HOW TO COMPLETE THIS TASK ▸
Copy the records below exactly as they are written.
[Opening RECORDS SUPPLIED section]
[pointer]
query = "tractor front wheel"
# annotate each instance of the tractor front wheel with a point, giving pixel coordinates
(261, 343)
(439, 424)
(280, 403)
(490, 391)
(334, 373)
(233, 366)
[Closing RECORDS SUPPLIED section]
ANSWER SPACE ▸
[pointer]
query = "tractor front wheel"
# annotate each instance of the tractor front wheel with a point, giving pixel coordinates
(261, 343)
(439, 424)
(280, 403)
(490, 391)
(334, 373)
(233, 366)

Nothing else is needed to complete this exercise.